The problem – Report how many lines in the rows below contain the string "belfry". Give only the number.

Data rows –
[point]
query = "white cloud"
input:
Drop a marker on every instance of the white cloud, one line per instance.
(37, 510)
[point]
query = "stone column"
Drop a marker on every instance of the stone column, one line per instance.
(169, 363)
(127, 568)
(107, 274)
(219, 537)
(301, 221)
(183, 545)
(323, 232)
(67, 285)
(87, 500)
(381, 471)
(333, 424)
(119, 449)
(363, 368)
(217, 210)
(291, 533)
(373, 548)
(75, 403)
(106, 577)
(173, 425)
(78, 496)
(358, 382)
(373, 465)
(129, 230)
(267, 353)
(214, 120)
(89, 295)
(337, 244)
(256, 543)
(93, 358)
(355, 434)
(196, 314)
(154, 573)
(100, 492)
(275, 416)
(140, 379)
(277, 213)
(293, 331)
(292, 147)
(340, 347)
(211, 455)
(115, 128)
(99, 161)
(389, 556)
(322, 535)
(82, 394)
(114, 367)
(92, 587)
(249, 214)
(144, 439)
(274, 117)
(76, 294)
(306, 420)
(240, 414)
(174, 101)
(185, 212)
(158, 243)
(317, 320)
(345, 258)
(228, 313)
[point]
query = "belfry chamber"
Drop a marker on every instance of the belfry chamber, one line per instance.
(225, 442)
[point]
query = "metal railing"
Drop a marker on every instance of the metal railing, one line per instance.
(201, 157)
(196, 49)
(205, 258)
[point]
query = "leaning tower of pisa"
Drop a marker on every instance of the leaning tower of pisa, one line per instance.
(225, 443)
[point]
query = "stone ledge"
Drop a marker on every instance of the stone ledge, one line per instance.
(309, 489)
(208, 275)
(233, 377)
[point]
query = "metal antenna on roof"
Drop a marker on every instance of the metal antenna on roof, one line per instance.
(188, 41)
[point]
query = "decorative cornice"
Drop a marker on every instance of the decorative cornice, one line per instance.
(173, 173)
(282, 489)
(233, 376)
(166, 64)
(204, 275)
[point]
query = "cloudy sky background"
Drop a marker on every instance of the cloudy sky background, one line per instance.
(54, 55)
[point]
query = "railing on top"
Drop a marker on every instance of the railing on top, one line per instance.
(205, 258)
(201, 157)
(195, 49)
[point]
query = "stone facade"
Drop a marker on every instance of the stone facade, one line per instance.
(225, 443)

Task answer – 2